— begin EXTRACTED RECORDS —

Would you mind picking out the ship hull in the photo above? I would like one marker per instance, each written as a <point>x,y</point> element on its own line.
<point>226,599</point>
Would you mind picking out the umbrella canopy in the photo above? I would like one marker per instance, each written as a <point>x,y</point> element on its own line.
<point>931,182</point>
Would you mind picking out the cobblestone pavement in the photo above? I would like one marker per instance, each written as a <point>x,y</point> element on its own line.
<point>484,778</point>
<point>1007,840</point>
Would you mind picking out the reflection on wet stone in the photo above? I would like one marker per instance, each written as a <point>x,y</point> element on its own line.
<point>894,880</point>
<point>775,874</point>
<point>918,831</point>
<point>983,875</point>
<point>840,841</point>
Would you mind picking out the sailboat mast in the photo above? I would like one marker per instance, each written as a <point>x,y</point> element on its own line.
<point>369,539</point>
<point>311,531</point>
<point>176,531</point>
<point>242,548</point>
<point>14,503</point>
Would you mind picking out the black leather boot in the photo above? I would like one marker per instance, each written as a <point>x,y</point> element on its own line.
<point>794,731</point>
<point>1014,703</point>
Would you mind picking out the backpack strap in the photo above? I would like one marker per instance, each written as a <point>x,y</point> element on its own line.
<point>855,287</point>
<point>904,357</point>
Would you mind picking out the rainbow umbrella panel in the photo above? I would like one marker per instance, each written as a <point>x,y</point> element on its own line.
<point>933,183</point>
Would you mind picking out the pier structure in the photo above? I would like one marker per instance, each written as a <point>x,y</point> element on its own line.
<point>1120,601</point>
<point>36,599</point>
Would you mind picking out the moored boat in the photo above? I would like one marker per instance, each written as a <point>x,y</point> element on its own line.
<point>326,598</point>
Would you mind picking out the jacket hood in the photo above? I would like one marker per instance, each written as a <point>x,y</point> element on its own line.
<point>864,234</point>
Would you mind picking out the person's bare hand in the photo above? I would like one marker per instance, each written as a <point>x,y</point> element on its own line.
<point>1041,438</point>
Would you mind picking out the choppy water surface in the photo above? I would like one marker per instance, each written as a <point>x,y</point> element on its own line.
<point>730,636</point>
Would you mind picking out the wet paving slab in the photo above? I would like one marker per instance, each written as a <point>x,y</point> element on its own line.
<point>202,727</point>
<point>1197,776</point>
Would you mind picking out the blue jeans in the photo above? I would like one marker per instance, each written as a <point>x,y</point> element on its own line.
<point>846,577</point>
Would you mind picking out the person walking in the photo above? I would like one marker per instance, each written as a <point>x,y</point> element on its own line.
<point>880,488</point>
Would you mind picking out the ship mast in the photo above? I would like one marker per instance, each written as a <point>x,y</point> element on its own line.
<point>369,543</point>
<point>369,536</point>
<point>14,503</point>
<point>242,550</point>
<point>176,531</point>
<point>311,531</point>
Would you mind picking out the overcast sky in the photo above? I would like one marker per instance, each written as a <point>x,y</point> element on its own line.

— end EXTRACTED RECORDS —

__WORK TO BE COMPLETED__. Put the stretch of the records from the line containing "Would you mind picking out the person walking" through the last line into a numbered list, skipping any blank lines.

__FULL ANSWER__.
1. Would you mind picking out the person walking in the photo above? I would like one marker per instance, each written as a <point>x,y</point> element on its own line.
2. <point>880,488</point>
3. Would you mind picking out the ship mast in the photo above? I would like one marker per instance, each written as a <point>x,y</point> element on its own line.
4. <point>369,543</point>
5. <point>369,536</point>
6. <point>14,503</point>
7. <point>242,550</point>
8. <point>176,531</point>
9. <point>311,531</point>
10. Would you mind picking out the overcast sky in the photo above? I would like one marker per instance, each written as a <point>x,y</point> element on its own line.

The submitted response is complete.